§ **What the task asks**:
Set the data down once more, exactly as it is written.

§ **Materials provided**:
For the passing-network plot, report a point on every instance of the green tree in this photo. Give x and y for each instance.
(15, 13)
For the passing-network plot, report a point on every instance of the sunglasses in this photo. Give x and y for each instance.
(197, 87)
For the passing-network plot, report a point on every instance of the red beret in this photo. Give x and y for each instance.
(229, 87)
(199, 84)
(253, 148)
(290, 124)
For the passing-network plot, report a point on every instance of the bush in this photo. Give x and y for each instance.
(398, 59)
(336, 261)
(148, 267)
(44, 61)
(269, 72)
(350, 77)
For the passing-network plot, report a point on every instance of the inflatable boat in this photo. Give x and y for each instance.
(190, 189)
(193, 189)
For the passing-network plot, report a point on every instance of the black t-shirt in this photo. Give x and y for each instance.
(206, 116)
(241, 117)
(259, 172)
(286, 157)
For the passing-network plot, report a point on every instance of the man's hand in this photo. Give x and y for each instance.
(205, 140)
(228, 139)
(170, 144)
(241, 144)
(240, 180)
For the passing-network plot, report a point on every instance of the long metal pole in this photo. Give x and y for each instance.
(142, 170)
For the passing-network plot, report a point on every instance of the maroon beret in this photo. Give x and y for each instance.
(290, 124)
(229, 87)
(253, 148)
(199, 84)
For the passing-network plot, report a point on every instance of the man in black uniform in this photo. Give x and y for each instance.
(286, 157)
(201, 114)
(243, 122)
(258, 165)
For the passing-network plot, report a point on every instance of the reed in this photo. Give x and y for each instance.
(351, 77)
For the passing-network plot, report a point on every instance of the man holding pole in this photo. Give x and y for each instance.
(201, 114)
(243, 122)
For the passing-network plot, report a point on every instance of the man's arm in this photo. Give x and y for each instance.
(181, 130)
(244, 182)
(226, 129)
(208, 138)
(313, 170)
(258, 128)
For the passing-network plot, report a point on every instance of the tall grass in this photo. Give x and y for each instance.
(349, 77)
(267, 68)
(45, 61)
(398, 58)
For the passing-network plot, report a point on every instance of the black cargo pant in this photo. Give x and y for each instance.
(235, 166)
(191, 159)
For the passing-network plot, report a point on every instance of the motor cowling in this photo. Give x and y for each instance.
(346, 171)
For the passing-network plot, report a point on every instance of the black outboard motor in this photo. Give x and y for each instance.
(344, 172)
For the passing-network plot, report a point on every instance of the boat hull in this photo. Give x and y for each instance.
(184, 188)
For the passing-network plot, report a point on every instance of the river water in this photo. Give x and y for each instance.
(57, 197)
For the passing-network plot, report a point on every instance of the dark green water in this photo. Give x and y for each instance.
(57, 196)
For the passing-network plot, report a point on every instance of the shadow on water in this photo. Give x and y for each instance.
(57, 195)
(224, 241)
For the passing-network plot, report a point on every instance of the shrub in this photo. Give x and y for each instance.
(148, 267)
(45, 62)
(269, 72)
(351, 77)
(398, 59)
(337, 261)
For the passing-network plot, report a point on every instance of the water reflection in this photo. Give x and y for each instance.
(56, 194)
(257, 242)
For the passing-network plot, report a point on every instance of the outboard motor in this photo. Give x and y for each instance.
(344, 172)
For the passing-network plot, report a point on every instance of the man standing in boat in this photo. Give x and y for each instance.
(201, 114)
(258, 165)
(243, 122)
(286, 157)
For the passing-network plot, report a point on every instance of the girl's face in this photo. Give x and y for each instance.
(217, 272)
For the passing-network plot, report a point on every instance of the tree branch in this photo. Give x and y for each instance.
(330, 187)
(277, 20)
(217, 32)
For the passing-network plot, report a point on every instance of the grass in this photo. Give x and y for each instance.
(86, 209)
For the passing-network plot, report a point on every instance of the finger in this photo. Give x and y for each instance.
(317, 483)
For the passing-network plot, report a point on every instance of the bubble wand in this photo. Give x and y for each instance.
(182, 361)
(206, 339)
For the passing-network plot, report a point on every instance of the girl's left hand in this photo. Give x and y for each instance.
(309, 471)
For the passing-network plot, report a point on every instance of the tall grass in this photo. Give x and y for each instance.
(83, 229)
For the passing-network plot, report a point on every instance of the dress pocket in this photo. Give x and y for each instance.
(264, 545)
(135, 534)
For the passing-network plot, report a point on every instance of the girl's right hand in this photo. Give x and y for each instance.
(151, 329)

§ **Result of this task**:
For the passing-network plot, report a point on every instance of the green tree in this photo. Give x and y for each instance.
(15, 13)
For the passing-network plot, report a point on every instance of the sunglasses in this photo. Give x and y for each instance.
(197, 87)
For the passing-network plot, report a point on every instance of the red beret in this photo. Give x and y for each instance.
(229, 87)
(199, 84)
(253, 148)
(290, 124)
For the passing-network plot, report a point on every instance of the bush in this photo. Give x and y for each instance.
(398, 59)
(336, 261)
(148, 267)
(44, 61)
(269, 72)
(350, 77)
For the passing-network plot, report a point on every instance of the inflatable boat in this photo. Give x and y for each instance.
(190, 189)
(193, 189)
For the passing-network plot, report a point on every instance of the black t-shirt in this photo. Give x and y for each instance.
(206, 116)
(241, 117)
(259, 172)
(286, 157)
For the passing-network plot, report a point on every instance of the man's hand in this photo. Give x and y for each instance.
(205, 140)
(228, 139)
(170, 144)
(241, 144)
(240, 180)
For the passing-network plot, report a point on every instance of the long metal pole in this photo. Give x and y for each instance.
(142, 170)
For the passing-network plot, report a point on every instance of the maroon beret in this photo. Give x and y for each instance.
(290, 124)
(229, 87)
(253, 148)
(199, 84)
For the passing-network plot, report a point on every instance of the man in black uniform in this photo. Give x and y for each instance.
(286, 157)
(201, 114)
(243, 122)
(258, 165)
For the passing-network plot, report a point on every instance of the reed in this photo. Give x and y for each instance.
(351, 77)
For the passing-network plot, report a point on every instance of the man holding pole in this photo. Give x and y for each instance.
(201, 114)
(243, 122)
For the passing-network plot, report a point on every instance of the man's arm in this photo. Give x and y for each instance.
(181, 130)
(244, 182)
(226, 129)
(208, 138)
(313, 170)
(258, 128)
For the passing-network plot, report a point on every instance of the tall grass in this photo. Give x and y for each instance.
(349, 77)
(267, 68)
(45, 61)
(398, 58)
For the passing-network plot, report a point on every instance of the black cargo pant in this photo. Give x and y for each instance.
(235, 166)
(191, 159)
For the passing-network plot, report a point on every instance of the motor cowling in this photo. Give x and y for each instance.
(346, 171)
For the passing-network plot, report a point on every instance of the black outboard motor in this photo. Give x and y for each instance.
(344, 172)
For the passing-network plot, report a point on every instance of the boat hull in this photo. Give x and y for each instance.
(184, 188)
For the passing-network plot, report a point on every instance of the river water in this photo. Give x and y for each instance.
(57, 197)
For the passing-network plot, report a point on every instance of the dark green water in this photo. Give x and y for each instance.
(57, 196)
For the passing-network plot, report a point on every instance of the shadow on water in this photo. Give x and y for each instance.
(57, 195)
(224, 241)
For the passing-network plot, report a point on every instance of the shrub in this photo. Give x and y for each instance.
(148, 267)
(45, 62)
(269, 72)
(351, 77)
(398, 59)
(337, 261)
For the passing-network plot, report a point on every instance of the water reflection in this photo. Give x and y for each instance.
(56, 194)
(257, 242)
For the passing-network plot, report a point on every instance of the outboard motor in this photo. Give x and y for each instance.
(344, 172)
For the passing-network plot, report a point on every instance of the man standing in boat in this photo. Give x and y for each instance.
(201, 114)
(258, 165)
(243, 122)
(286, 157)
For the passing-network plot, report a point on every instance of the girl's face in this photo. Give x and y for each instance.
(217, 272)
For the passing-network plot, report a point on every instance of the tree branch in this photo. Give x and y for each instance.
(330, 187)
(277, 20)
(217, 32)
For the passing-network plot, report a point on every instance of the grass in this photo. Give x and y for each instance.
(86, 209)
For the passing-network plot, report a point on every instance of the finger in this photo. Give x and y for each instance.
(317, 483)
For the passing-network plot, report a point on every instance of the bubble wand in this photo. Give x and y for each instance.
(182, 361)
(206, 339)
For the passing-network plot, report a point on every instance of the girl's left hand in this photo. Give x and y for each instance.
(309, 471)
For the passing-network plot, report a point on every instance of the tall grass in this photo. Give x and y for each instance.
(83, 229)
For the passing-network plot, report a point on every instance of the dress pocket in this photo. Give x and y for each instance.
(264, 545)
(135, 534)
For the passing-network plot, report a point on every instance of the girl's right hand in this photo. Give x and y for each instance.
(151, 329)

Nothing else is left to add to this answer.